* _Given passage_:
--
If you think of the entire capacitor (both plates) there is no accumulation of charge in any device in a circuit.
I really don't know what that means. A charged capacitor, by definition, has an excess of electrons on one side and a deficit of electrons on the other. And sure, the excess minus the deficit may be zero -- but that doesn't mean that electrons haven't accumulated on the negative side of the thing. Touch a big charged-up cap sometime and see for yourself as the accumulated electrons try to get to the other side through your body.
 
Last edited:

Thread Starter

Gerry Rzeppa

Joined Jun 17, 2015
170
I've found a page that describes voltage in terms of "displaced electrons" (http://www.tpub.com/neets/book1/chapter1/1k.htm). Here are the main points (I'm quoting now):

"The charge of one electron might be used as a unit of electrical charge, since charges are created by displacement of electrons; but the charge of one electron is so small that it is impractical to use. The practical unit adopted for measuring charges is the COULOMB, named after the scientist Charles Coulomb. One coulomb is equal to the charge of 6,280,000,000,000,000,000 (six quintillion two hundred and eighty quadrillion) or (6.28 x 1018) electrons."

"When a charge of one coulomb exists between two bodies, one unit of electrical potential energy exists, which is called the difference of potential between the two bodies. This is referred to as ELECTROMOTIVE FORCE, or VOLTAGE, and the unit of measure is the VOLT."

"Electrical charges are created by the displacement of electrons, so that there exists an excess of electrons at one point, and a deficiency at another point. Consequently, a charge must always have either a negative or positive polarity. A body with an excess of electrons is considered to be negative, whereas a body with a deficiency of electrons is positive."

"A difference of potential can exist between two points, or bodies, only if they have different charges. In other words, there is no difference in potential between two bodies if both have a deficiency of electrons to the same degree. If, however, one body is deficient of 6 coulombs (representing 6 volts), and the other is deficient by 12 coulombs (representing 12 volts), there is a difference of potential of 6 volts. The body with the greater deficiency is positive with respect to the other."

I believe this to be consistent with what I've said above. Further, I can now fill in the missing number in my previous statement regarding voltage in post #47, specifically:

1. One amp of current is 6.28x10^18 electrons moving past a given point per second.
--
* _Material provided_:
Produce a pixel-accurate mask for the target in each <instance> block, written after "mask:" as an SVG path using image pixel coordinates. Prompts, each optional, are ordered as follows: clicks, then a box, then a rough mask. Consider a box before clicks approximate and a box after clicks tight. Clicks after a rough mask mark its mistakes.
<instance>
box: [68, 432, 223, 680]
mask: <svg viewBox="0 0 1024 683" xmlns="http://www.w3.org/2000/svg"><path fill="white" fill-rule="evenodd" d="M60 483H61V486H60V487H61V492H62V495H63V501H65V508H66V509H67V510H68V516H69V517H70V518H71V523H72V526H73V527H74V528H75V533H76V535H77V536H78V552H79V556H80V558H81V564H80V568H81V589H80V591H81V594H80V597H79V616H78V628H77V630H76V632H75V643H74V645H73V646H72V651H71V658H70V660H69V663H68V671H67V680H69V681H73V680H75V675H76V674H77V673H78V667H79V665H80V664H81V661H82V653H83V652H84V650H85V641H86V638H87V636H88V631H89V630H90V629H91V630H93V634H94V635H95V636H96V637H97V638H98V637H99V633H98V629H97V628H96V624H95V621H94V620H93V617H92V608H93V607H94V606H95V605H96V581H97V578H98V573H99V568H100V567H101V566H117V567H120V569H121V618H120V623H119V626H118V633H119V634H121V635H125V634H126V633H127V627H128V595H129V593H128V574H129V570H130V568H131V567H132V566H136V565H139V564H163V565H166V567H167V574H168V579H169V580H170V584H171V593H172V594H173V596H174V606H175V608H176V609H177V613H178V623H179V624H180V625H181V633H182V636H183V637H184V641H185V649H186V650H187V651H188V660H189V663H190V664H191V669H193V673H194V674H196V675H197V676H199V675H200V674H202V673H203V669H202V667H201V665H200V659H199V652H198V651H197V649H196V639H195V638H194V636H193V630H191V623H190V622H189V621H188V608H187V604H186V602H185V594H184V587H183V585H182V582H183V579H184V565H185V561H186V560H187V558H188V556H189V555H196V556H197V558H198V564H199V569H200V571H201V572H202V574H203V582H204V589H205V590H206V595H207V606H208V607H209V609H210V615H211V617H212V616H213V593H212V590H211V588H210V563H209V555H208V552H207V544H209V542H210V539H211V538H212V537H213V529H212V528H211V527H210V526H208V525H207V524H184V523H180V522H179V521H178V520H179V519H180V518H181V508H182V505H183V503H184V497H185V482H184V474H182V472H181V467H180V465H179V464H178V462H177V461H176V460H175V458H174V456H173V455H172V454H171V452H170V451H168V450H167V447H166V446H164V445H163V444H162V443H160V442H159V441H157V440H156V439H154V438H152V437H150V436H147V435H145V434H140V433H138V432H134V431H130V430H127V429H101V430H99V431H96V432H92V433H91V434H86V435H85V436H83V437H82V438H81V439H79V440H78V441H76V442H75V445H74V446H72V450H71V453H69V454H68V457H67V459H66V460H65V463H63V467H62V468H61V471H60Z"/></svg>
--
* _Study questions_:
**a.** Answer these from the thread about voltage and charge, one answer per line:
(i) What does the poster say happens when you touch a big charged-up capacitor?
(ii) Who is the coulomb named after?
(iii) If one body is deficient by 6 coulombs and the other by 12 coulombs, what is the difference of potential between them?
**b.** Pick up the thread about voltage right after its last sentence and carry it forward.

* _Answers to the exercise_:
**a.**
(i) The accumulated electrons try to get to the other side through your body.
(ii) The scientist Charles Coulomb.
(iii) 6 volts.

**b.**
2. One volt is an excess or deficit of 6.28x10^18 free electrons (where excess means more electrons than protons per atom, and deficit means less electrons than protons per atom).

So if we had a copper rod with 6.28x10^18 atoms, half like the one pictured on the left at one end (one missing electron per atom), and half like the one pictured on the right at the other end...
copper rod atoms 2.jpg

...we'd have an overall voltage difference, end to end, of 1 volt.

 
Last edited:

Lool

Joined May 8, 2013
116
OK, you have quite a bit above correct. In your previous post you did say "current and voltage are intimately related", but I see now you must have misspoke, so no problem there.

Note that electric field (or force) falls off as radius squared for a point charge and potential falls off as radius for a point charge. One thing I mentioned previously, but which may not have gotten through is that electric field is the negative gradient of the potential, or voltage is the distance (line) integral of electric field. This is just another way to say the well known fact that energy (or work) is integration of force over distance.

Now lets deal with these comments.

The lower wave (in red) shows the gathering/dispersal of electrons on the tube's grid; the upper wave (also red) shows the same at the base of the plate resistor. The electrons in the wire from the guitar pickup are moving first one way, then the other, at a frequency determined by the note plucked. Electrons are thus alternately sucked off of the tube's grid and pushed onto the grid as shown on the scope. Since the valve opens when the grid has fewer electrons and closes when the valve has more electrons, the gathering/dispersal of electrons at the base of the plate resistor is not only bigger, but inverted.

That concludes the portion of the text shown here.